Exercise instructions:
Revise the lines of every item below so that each "innermost point" becomes "central point", leaving all other text unchanged. Omit the pictures from your answer.
START Dataset excerpts
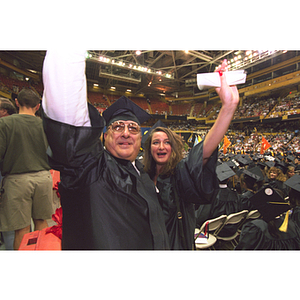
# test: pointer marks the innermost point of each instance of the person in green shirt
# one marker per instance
(26, 188)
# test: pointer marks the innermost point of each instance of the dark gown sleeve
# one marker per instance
(197, 183)
(73, 150)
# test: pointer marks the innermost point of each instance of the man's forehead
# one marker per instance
(126, 122)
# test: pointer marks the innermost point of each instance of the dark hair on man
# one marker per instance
(176, 154)
(28, 98)
(8, 106)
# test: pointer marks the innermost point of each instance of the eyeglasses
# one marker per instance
(119, 127)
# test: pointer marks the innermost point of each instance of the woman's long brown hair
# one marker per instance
(176, 154)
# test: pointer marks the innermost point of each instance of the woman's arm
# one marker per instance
(229, 96)
(65, 92)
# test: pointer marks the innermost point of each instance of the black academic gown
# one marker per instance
(255, 236)
(193, 185)
(105, 203)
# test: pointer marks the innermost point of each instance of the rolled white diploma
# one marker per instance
(65, 91)
(208, 80)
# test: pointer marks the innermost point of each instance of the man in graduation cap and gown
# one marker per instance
(108, 201)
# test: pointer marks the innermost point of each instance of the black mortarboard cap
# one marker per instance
(270, 164)
(281, 165)
(255, 173)
(224, 172)
(269, 203)
(159, 123)
(290, 158)
(293, 182)
(250, 176)
(125, 109)
(242, 160)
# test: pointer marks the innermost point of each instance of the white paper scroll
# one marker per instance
(208, 80)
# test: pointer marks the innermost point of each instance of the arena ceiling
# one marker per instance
(150, 73)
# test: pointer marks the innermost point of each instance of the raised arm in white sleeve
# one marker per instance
(65, 91)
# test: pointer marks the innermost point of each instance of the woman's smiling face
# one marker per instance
(161, 148)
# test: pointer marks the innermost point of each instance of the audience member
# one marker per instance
(272, 231)
(183, 181)
(6, 109)
(108, 201)
(26, 190)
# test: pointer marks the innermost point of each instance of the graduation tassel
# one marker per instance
(284, 225)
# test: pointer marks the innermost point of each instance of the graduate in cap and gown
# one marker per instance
(108, 201)
(183, 182)
(274, 230)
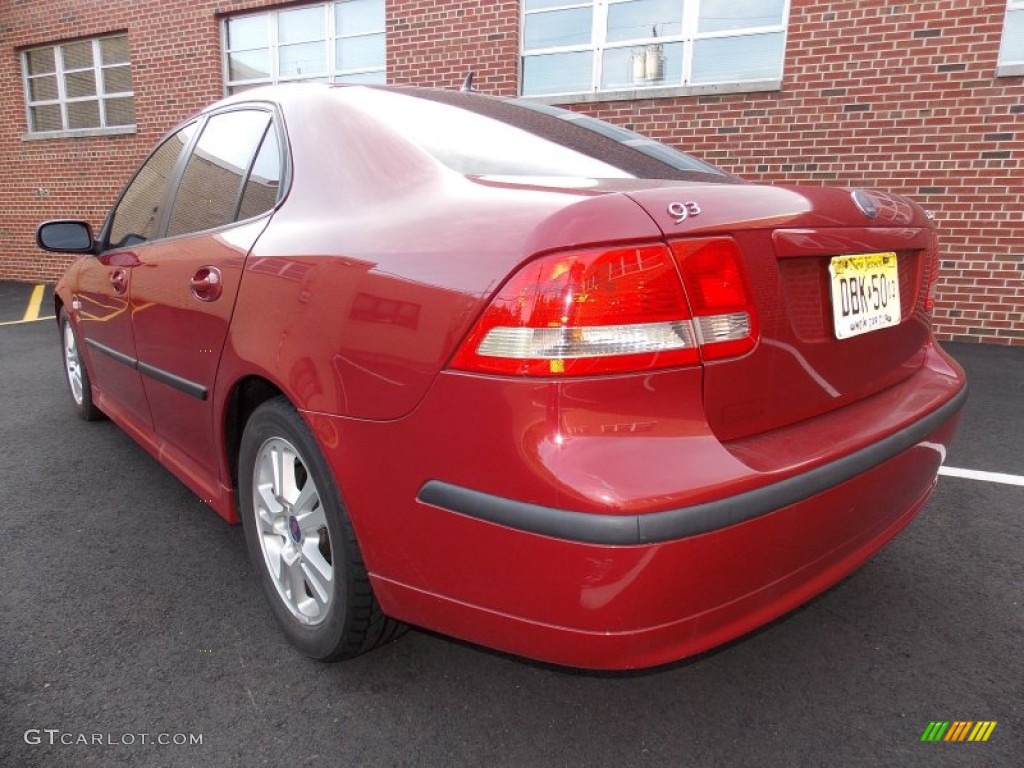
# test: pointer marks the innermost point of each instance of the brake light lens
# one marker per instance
(720, 297)
(931, 276)
(614, 310)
END Dataset excerpts
Reply to the exercise:
# test: pointer marks the central point of each instance of the person in green shirt
# one marker per instance
(26, 188)
# test: pointer marks the central point of each instance of the dark gown sleeve
# one marker per instance
(197, 183)
(73, 150)
# test: pointer marks the central point of each instance of the man's forehead
# one marker per instance
(126, 122)
# test: pointer marks the central point of each instance of the dark hair on man
# one marker per instance
(176, 154)
(28, 98)
(8, 106)
# test: pointer marks the central point of each instance of the eyeglasses
# one marker per instance
(119, 127)
# test: pointer marks the central point of each instance of the woman's long brown hair
# one marker per instance
(176, 154)
# test: pointer marks the central point of each instance of the woman's arm
# one marker per instance
(229, 96)
(65, 92)
# test: pointer marks the central point of each instance of the black academic gown
# one marker per instance
(255, 236)
(193, 185)
(105, 203)
# test: pointer marks the central point of each instance of the rolled white diploma
# one marker per instance
(65, 91)
(208, 80)
# test: pointer marks the central point of each instance of the man in graduation cap and gown
# one marker per instance
(108, 201)
# test: pointer marks the central point of each instance of the black mortarboard cap
# one marker per instance
(270, 164)
(281, 165)
(255, 173)
(224, 172)
(269, 203)
(159, 123)
(290, 158)
(293, 182)
(250, 176)
(125, 109)
(242, 160)
# test: pointer marks the central point of each instance of the white paper scroll
# one marker per instance
(208, 80)
# test: pointer marks the central point of each instance of the arena ceiling
# one marker per instance
(150, 73)
# test: pointer marks the central point of each instance of the raised arm in white sleeve
# one marker per instance
(65, 91)
# test: pointer marks the central point of each instance of the woman's smiling face
# one marker per instance
(161, 148)
# test: pointer marks the central point of each instance of the audience member
# one marker per instance
(272, 231)
(183, 181)
(6, 109)
(108, 201)
(26, 190)
# test: pointer marks the central point of each instance of the graduation tassel
# one marker per instance
(284, 225)
# test: pointer marks the central point of each instance of the graduate in cap and gown
# one marker per instance
(108, 201)
(183, 182)
(274, 230)
# test: pointer marks the central point of each instance of the brake light lens
# one marker per instance
(720, 297)
(931, 276)
(614, 310)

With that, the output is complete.